# Rec.gov sucks



## fdon (Jul 23, 2008)

Well,

I was one of the lucky few to score a Lodore October date in the first come-first serve bullshit session last March. We planned the trip as a small group and had a couple of on the fence members so I did not attempt to finalize and print the permit until we were certain of our group. Come to find out, rec.gov had recently overhauled their website, screwed up my initial choices and I could not print the ticket to go. Spent a couple of hours with some polite folks there but alas, no results. They promised a return call asap from a permit specialist...its been a weak DICK and we are back home!?

So, I called the Dino main number and it was answered politely and I told the story, got put on hold, a minute later a ranger comes on the line and directs me to email my participant list to the river office (it was Saturday), drive up, check in, and we would indeed go down the river. Sure enough, we drive the 12 hours up, check in without a permit, and were allowed to have the finest adventure ever.

As much as rec.gov sucked this time, the Dino's were the finest folks ever. 

I long for the old days. Rec.gov needs to step up or fade away. Quickly


----------



## markhusbands (Aug 17, 2015)

Running afoul of website hickups is no fun, but I've used rec.gov for all sorts of purposes and it's been pretty easy in my opinion.


----------



## okieboater (Oct 19, 2004)

Remember when commercial airports check in was nationalized because the private operators were not thought to be qualified to do the job ?

Same politicians most likely gave us Rec dot gov

I will take the Ranger for the Salt River in AZ any day over rec dot gov. And, I believe he did the entire deal in his spare time. I remember when he sent folks who got a permit emails on weather, flow and such.

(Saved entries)

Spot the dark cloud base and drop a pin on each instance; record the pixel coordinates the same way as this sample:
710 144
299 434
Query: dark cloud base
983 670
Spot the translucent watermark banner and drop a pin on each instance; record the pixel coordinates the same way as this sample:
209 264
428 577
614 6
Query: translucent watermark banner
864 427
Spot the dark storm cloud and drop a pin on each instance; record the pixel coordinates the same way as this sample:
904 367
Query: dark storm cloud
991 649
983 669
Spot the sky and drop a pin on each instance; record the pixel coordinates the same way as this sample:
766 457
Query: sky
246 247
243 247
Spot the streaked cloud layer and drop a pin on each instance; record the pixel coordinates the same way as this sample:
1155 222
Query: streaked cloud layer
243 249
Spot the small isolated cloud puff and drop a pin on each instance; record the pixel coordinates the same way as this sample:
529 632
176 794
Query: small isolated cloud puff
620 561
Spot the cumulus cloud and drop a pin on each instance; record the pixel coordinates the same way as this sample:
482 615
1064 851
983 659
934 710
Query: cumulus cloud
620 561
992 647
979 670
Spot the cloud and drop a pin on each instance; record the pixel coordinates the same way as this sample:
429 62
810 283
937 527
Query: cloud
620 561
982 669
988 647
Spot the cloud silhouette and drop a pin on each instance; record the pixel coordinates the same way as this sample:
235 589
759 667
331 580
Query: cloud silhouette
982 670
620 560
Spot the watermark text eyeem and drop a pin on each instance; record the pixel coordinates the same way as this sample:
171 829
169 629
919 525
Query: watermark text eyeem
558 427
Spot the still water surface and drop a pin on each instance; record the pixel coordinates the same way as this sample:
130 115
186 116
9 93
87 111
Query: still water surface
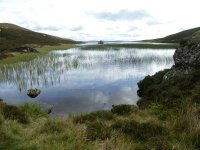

* Requests *
a. Summarize the Rec.gov thread in two sentences.
b. Retype the part of the Rec.gov thread starting at "## markhusbands (Aug" and ending at "(Oct 19, 2004)".
c. Continue the Rec.gov thread from its last line.

* Solved problems *
a. After a rec.gov website overhaul left one poster unable to print a Lodore permit, a ranger reached through the Dino main number let the group check in without it and go down the river. Other replies range from one user who has found rec.gov pretty easy to another who would take the Salt River ranger in AZ over rec.gov any day.

b.
## markhusbands (Aug 17, 2015)

Running afoul of website hickups is no fun, but I've used rec.gov for all sorts of purposes and it's been pretty easy in my opinion.


----------



## okieboater (Oct 19, 2004)

c.
----------



## shoptech1 (Jul 31, 2008)

his name is Don Sullivan- aka Donnie Jesus! he's the greatest!


----------



## mania (Oct 21, 2003)

fdon said:


> Come to find out, rec.gov had recently overhauled their website, screwed up my initial choices and I could not print the ticket to go.


I had a camping reservation during this time. I clearly got an email beforehand saying the site would be down and I should print it ahead of time. Yeah websites upgrade every now and then. Sound like user error to me.


----------



## Electric-Mayhem (Jan 19, 2004)

I do like the format and ease of use of the new website now that it is up and running. It is more streamlined and easier to see when stuff is available. Might be a double edged sword though... easier to use means more people will use it.

For what its worth...it sounds like the contract to run Rec.gov has changed hands and that was a major reason for the down time. Hopefully this new group won't be quite as crooked and shady. For all I know... its just the same people with a new name though...so I'll withhold judgement.


----------



## Liquido (Feb 27, 2012)

mania said:


> I had a camping reservation during this time. I clearly got an email beforehand saying the site would be down and I should print it ahead of time. Yeah websites upgrade every now and then. Sound like user error to me.


Or more than likely you're full of crap. River permits are much more complicated than your camping reservation.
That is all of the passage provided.